-- Document text --
=-=-=
The building was commissioned to replace an earlier town hall designed by John Johnson in the Italianate style which was located at the corner of High Road and Ruckholt Road and which had been completed in 1882. After the area became an urban district in 1894, civic leaders decided that the old town hall was inadequate for their needs and decided to procure a larger building: they acquired some open land immediately to the north of the old building and converted the old building into a library. A design competition was held for the new building for which there were 30 entries.

The new building, which was designed by John Johnson in an enriched Italianate style, was built by F J Coxhead and completed in 1895. It was officially opened by the Duke and Duchess of York on 18 March 1896. The design involved an asymmetrical main frontage with twelve bays facing onto High Road; the right-hand section of three bays featured a portico with Ionic order columns and finial above on the ground floor; there were three stone-lined niches flanked by pilasters extending from the first floor up to the second floor with a single decorative gable above; a timber and lead spire was erected at roof level. The design for the side elevation of the building, which consisted of six bays along Adelaide Street, was similar but with windows where the niches had been. Further along Adelaide Street, a two-storey technical institute block was erected as part of the complex. Internally, the principal rooms in the town hall were the great hall and the mayor's parlour on the first floor. The building was later described by Nikolaus Pevsner as "fussy but enjoyable, in an eclectic and enriched Italianate style". A series of sculptures of gods and goddesses designed by John Lawlor were placed at the top of the pilasters on the side elevation of the building.
=-=-=
[Point-per-instance localization data]
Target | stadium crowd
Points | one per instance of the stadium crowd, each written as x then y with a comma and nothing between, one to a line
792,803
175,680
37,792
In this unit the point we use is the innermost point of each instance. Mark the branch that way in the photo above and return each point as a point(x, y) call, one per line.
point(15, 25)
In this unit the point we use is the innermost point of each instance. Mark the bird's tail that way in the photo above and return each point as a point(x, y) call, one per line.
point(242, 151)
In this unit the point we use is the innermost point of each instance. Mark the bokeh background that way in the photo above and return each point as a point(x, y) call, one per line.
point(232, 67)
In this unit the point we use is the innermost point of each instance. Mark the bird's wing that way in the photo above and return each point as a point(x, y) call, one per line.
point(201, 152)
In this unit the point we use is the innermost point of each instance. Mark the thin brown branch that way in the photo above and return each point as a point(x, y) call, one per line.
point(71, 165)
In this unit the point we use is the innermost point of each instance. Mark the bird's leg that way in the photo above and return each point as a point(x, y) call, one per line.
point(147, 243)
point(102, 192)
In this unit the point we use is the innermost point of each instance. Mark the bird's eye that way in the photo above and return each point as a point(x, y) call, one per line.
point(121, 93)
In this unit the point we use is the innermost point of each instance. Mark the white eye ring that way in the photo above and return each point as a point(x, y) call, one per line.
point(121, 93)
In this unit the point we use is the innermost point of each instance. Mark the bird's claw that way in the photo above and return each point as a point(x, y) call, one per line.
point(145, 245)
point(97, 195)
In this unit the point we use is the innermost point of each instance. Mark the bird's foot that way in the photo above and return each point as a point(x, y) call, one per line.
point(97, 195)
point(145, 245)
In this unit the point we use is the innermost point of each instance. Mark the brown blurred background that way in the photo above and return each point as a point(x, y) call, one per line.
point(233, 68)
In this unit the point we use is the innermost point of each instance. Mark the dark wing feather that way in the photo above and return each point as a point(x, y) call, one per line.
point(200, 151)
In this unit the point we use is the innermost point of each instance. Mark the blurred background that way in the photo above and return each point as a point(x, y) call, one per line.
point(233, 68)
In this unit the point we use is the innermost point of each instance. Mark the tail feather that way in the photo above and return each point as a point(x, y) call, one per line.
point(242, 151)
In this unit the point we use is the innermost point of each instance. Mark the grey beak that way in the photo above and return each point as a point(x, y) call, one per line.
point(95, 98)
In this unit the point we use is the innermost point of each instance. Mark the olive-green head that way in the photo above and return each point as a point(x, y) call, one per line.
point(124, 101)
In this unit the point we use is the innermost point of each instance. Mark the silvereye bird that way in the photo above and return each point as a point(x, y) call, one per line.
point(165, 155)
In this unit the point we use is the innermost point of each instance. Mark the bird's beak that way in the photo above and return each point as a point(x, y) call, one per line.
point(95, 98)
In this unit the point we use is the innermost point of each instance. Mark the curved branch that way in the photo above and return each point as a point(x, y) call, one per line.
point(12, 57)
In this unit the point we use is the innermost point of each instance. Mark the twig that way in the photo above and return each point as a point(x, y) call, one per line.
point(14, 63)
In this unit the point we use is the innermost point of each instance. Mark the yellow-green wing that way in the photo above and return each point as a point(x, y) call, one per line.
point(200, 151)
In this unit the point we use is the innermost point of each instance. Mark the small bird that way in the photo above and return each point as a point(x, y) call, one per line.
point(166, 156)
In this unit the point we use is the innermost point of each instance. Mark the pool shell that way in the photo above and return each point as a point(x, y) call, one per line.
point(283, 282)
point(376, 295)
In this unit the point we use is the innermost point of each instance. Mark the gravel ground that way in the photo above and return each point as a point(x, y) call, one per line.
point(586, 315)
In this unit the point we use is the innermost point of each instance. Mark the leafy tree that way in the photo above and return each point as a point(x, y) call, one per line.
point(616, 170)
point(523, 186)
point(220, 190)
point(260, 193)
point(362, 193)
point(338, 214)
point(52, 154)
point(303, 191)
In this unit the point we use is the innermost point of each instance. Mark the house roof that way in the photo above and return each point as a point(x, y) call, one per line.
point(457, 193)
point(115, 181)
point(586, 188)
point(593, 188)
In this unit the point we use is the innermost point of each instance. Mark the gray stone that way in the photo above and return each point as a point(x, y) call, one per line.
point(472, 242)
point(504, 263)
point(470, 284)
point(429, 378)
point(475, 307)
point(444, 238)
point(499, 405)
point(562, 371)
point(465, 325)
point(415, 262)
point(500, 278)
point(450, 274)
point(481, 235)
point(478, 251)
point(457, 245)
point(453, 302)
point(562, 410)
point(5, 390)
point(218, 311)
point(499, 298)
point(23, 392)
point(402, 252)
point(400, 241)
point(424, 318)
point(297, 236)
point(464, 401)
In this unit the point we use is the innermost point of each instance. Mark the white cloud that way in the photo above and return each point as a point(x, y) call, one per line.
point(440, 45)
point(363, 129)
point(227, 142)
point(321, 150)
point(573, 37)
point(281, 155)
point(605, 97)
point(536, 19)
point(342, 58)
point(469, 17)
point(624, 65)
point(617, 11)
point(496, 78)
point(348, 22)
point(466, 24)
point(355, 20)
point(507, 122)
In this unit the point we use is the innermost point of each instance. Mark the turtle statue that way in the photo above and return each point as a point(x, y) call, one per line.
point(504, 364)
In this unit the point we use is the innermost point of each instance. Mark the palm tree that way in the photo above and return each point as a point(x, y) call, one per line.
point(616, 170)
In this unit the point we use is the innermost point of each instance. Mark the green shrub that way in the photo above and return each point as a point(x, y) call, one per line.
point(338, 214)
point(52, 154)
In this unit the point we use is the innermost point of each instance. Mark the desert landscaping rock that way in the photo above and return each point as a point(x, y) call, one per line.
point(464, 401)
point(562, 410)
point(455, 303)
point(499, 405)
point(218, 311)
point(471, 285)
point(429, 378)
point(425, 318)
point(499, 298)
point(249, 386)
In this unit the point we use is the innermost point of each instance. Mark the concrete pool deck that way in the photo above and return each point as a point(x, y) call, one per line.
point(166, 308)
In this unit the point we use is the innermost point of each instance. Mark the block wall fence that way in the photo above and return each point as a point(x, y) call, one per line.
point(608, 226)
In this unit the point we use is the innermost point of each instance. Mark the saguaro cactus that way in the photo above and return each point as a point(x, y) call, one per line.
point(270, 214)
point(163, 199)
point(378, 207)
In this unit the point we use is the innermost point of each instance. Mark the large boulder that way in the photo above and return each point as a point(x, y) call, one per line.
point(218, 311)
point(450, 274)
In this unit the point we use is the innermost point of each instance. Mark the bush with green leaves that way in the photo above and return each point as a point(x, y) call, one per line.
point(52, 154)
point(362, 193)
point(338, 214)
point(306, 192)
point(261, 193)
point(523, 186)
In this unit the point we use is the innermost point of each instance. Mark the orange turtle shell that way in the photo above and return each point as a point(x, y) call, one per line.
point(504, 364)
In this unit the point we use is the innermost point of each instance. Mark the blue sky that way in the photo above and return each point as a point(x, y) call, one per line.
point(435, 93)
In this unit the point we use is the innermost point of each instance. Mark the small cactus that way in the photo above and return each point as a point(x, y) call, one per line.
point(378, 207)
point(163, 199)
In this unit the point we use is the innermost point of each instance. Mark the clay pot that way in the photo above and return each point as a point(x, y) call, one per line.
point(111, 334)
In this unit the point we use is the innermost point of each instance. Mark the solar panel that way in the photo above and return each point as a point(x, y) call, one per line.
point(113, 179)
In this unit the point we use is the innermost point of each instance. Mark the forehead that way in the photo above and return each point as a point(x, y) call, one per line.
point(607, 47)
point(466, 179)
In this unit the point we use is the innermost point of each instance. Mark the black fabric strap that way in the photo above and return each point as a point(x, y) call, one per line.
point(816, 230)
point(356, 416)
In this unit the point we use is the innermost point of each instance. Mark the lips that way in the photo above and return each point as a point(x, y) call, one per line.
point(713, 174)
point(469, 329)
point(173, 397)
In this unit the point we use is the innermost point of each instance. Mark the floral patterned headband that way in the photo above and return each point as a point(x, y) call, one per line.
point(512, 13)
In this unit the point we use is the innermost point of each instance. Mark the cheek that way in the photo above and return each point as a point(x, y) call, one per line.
=-=-=
Copy the passage about the town hall word for word, from its first sentence to its last.

-- Response area --
The building was commissioned to replace an earlier town hall designed by John Johnson in the Italianate style which was located at the corner of High Road and Ruckholt Road and which had been completed in 1882. After the area became an urban district in 1894, civic leaders decided that the old town hall was inadequate for their needs and decided to procure a larger building: they acquired some open land immediately to the north of the old building and converted the old building into a library. A design competition was held for the new building for which there were 30 entries.

The new building, which was designed by John Johnson in an enriched Italianate style, was built by F J Coxhead and completed in 1895. It was officially opened by the Duke and Duchess of York on 18 March 1896. The design involved an asymmetrical main frontage with twelve bays facing onto High Road; the right-hand section of three bays featured a portico with Ionic order columns and finial above on the ground floor; there were three stone-lined niches flanked by pilasters extending from the first floor up to the second floor with a single decorative gable above; a timber and lead spire was erected at roof level. The design for the side elevation of the building, which consisted of six bays along Adelaide Street, was similar but with windows where the niches had been. Further along Adelaide Street, a two-storey technical institute block was erected as part of the complex. Internally, the principal rooms in the town hall were the great hall and the mayor's parlour on the first floor. The building was later described by Nikolaus Pevsner as "fussy but enjoyable, in an eclectic and enriched Italianate style". A series of sculptures of gods and goddesses designed by John Lawlor were placed at the top of the pilasters on the side elevation of the building.